-- BEGIN Extracted information --
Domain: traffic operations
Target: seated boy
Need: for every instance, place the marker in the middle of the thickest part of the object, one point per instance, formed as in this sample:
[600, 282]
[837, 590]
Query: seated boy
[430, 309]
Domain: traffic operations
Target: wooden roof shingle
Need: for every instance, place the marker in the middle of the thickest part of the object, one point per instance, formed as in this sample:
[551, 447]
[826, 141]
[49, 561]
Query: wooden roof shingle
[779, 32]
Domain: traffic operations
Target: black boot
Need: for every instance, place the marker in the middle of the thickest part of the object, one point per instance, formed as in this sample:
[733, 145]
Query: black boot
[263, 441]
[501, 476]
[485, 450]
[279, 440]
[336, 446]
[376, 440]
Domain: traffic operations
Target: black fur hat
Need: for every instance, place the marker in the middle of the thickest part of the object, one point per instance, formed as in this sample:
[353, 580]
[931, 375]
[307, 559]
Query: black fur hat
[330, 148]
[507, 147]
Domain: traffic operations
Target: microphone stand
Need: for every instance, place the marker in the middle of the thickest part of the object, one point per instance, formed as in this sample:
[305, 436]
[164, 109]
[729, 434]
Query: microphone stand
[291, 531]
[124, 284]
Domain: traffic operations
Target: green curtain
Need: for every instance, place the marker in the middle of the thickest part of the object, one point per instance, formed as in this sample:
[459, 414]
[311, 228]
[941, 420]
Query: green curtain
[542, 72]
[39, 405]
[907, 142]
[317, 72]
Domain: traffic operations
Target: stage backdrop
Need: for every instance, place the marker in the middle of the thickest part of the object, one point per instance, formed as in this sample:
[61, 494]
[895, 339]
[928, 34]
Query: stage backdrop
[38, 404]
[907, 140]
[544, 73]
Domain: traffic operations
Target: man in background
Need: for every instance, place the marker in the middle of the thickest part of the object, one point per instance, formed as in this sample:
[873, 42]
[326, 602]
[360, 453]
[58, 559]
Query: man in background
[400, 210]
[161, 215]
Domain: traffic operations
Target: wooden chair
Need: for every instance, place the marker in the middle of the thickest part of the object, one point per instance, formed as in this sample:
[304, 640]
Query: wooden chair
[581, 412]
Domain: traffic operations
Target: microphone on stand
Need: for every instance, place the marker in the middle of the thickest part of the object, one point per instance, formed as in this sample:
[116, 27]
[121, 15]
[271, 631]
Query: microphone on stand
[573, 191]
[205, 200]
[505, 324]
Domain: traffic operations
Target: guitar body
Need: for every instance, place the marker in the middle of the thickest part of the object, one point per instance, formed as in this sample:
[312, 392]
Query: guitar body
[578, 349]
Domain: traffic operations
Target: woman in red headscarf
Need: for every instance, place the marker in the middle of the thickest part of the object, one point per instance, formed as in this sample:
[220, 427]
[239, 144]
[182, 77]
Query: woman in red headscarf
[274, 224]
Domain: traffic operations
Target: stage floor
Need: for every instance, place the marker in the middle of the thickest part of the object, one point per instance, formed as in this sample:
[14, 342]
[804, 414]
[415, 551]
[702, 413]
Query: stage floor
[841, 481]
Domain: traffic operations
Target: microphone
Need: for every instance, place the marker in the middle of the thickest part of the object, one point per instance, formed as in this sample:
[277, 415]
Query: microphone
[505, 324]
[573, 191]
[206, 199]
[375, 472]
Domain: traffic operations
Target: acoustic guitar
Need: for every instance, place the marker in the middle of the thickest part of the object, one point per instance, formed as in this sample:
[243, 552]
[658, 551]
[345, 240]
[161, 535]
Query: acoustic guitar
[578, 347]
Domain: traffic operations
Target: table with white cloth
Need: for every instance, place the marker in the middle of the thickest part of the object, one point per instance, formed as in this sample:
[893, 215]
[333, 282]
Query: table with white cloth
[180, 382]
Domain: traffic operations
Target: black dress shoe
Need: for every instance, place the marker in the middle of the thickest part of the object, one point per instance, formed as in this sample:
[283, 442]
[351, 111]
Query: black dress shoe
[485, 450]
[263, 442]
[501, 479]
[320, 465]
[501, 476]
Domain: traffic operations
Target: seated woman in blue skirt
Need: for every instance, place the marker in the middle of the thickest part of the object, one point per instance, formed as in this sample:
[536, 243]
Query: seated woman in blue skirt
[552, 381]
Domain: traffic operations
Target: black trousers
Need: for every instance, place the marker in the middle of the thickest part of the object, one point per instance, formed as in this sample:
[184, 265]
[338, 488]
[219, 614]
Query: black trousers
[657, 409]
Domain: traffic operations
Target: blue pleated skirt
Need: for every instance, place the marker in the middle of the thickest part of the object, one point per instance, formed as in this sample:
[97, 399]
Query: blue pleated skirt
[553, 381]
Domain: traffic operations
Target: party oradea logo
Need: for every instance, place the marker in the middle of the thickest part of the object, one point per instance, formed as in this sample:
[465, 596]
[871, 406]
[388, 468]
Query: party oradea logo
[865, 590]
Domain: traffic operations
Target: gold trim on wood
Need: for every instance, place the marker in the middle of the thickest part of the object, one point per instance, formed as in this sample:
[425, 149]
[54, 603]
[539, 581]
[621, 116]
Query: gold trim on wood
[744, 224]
-- END Extracted information --
-- BEGIN Extracted information --
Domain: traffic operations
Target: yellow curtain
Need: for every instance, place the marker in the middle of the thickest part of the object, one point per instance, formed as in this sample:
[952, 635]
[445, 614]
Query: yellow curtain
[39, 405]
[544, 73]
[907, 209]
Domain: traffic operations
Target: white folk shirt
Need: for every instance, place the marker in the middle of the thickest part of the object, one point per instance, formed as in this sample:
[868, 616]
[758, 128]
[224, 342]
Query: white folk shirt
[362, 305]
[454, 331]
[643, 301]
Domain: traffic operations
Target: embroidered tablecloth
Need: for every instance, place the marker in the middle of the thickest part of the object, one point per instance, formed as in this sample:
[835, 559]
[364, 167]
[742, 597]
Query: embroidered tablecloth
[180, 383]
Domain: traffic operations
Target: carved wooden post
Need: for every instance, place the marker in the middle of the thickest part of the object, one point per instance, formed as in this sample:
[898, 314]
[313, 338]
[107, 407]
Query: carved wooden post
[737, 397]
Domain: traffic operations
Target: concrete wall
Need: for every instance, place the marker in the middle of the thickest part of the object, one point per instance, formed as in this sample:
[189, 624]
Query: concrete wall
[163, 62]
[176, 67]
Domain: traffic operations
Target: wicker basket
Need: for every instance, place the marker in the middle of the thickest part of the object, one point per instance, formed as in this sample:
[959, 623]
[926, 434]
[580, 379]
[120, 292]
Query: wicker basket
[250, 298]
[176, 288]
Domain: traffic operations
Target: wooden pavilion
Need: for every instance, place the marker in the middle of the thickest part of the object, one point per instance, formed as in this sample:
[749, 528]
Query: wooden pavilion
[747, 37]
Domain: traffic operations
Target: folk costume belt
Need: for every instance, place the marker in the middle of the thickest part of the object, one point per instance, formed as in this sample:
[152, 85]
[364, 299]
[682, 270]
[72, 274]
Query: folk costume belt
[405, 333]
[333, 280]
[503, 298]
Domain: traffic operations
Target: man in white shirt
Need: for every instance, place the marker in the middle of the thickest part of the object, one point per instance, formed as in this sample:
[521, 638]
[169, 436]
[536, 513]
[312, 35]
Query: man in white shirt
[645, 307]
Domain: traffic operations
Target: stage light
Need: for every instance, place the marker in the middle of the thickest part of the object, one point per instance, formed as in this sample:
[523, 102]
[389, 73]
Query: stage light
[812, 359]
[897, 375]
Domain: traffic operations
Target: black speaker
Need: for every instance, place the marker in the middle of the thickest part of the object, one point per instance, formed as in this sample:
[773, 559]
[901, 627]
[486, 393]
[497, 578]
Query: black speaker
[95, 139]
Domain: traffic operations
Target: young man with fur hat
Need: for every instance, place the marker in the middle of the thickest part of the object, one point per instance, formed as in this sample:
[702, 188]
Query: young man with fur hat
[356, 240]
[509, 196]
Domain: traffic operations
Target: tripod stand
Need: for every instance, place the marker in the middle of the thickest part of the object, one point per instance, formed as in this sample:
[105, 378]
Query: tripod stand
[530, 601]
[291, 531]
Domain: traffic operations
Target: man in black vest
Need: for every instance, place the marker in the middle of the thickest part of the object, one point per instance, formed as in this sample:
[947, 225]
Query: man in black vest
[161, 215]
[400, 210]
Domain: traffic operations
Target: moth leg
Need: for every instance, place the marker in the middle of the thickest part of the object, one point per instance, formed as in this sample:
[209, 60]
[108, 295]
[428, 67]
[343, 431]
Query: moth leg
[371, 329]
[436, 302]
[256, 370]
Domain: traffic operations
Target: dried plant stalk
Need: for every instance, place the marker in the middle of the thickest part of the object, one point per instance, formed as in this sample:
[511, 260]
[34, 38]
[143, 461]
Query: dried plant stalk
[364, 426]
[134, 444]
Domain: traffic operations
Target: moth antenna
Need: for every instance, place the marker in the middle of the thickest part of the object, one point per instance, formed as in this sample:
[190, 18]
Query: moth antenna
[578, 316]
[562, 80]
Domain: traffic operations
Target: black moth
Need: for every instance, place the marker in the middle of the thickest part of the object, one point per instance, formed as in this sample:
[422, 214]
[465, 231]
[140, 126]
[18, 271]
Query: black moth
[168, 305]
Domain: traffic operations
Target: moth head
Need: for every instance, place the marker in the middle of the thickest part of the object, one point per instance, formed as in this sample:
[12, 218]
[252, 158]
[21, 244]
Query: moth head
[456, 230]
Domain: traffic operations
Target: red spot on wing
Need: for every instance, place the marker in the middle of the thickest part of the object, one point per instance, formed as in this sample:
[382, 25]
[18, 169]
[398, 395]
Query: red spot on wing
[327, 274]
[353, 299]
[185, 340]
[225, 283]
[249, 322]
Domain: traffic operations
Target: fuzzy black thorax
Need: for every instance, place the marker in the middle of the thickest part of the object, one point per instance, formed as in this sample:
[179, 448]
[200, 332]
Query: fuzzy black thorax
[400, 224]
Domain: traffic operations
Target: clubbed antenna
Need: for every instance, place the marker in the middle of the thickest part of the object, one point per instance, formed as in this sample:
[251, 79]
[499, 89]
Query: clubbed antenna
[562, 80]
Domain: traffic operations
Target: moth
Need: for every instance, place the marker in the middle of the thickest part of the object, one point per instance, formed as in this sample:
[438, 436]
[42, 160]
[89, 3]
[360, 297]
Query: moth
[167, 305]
-- END Extracted information --
Given instruction >> List every line in the entries above that contains the word "wing".

Solved problem >>
Target: red spot on wing
Query: red spot on wing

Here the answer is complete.